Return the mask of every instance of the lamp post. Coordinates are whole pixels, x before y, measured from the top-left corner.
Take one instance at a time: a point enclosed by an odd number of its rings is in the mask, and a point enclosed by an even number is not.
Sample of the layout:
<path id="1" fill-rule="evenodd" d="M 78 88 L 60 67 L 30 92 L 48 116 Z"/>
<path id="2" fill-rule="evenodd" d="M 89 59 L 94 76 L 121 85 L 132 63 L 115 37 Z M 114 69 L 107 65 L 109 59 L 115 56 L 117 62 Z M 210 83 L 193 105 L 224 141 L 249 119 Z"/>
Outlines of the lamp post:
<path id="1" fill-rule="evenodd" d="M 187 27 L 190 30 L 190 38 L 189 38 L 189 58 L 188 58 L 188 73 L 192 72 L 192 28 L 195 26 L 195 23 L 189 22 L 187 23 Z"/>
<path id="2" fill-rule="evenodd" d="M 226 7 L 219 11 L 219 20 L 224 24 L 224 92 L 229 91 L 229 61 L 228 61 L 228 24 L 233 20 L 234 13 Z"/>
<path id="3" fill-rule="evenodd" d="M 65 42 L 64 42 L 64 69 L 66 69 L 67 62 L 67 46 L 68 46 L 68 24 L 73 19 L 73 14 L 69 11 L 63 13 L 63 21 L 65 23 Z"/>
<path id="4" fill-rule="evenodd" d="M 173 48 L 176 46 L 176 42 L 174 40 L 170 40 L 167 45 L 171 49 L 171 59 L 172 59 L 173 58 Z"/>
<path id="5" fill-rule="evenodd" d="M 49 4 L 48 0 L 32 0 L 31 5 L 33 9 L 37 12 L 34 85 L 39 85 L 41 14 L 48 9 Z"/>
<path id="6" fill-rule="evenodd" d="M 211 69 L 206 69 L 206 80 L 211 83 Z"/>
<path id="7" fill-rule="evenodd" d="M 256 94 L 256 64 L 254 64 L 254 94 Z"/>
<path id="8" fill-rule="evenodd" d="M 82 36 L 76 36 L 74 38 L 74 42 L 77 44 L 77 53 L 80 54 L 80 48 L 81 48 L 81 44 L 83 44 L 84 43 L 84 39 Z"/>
────────────────────
## [Given request]
Repeat all of the lines above word for word, with nothing left out or changed.

## [Correct response]
Return the mask of every instance of the lamp post. Coordinates are whole pixels, x before y, measured from the top-left corner.
Take one instance at a time: a point enclosed by an odd number of its rings is in the mask, and a point enclosed by an even number is not.
Sample of the layout:
<path id="1" fill-rule="evenodd" d="M 78 88 L 60 67 L 30 92 L 48 116 Z"/>
<path id="2" fill-rule="evenodd" d="M 89 59 L 94 76 L 121 85 L 132 63 L 115 37 Z M 114 69 L 107 65 L 109 59 L 115 56 L 117 62 Z M 210 83 L 193 105 L 224 141 L 249 119 Z"/>
Outlines of the lamp post:
<path id="1" fill-rule="evenodd" d="M 187 27 L 190 30 L 190 38 L 189 38 L 189 58 L 188 58 L 188 73 L 192 72 L 192 28 L 195 26 L 195 23 L 189 22 L 187 23 Z"/>
<path id="2" fill-rule="evenodd" d="M 226 7 L 219 11 L 219 20 L 224 24 L 224 92 L 229 91 L 229 61 L 228 61 L 228 24 L 233 20 L 234 13 Z"/>
<path id="3" fill-rule="evenodd" d="M 65 42 L 64 42 L 64 69 L 66 69 L 67 62 L 67 46 L 68 46 L 68 24 L 73 19 L 73 14 L 69 11 L 63 13 L 63 21 L 65 23 Z"/>
<path id="4" fill-rule="evenodd" d="M 173 48 L 176 46 L 176 42 L 174 40 L 170 40 L 167 45 L 171 49 L 171 59 L 172 59 L 173 58 Z"/>
<path id="5" fill-rule="evenodd" d="M 49 4 L 48 0 L 32 0 L 31 5 L 33 9 L 37 12 L 34 85 L 39 85 L 41 14 L 48 9 Z"/>
<path id="6" fill-rule="evenodd" d="M 211 69 L 206 69 L 206 80 L 211 83 Z"/>
<path id="7" fill-rule="evenodd" d="M 256 94 L 256 64 L 254 64 L 254 94 Z"/>
<path id="8" fill-rule="evenodd" d="M 82 36 L 76 36 L 74 38 L 74 42 L 77 44 L 77 53 L 80 54 L 80 48 L 81 48 L 81 44 L 83 44 L 84 43 L 84 39 Z"/>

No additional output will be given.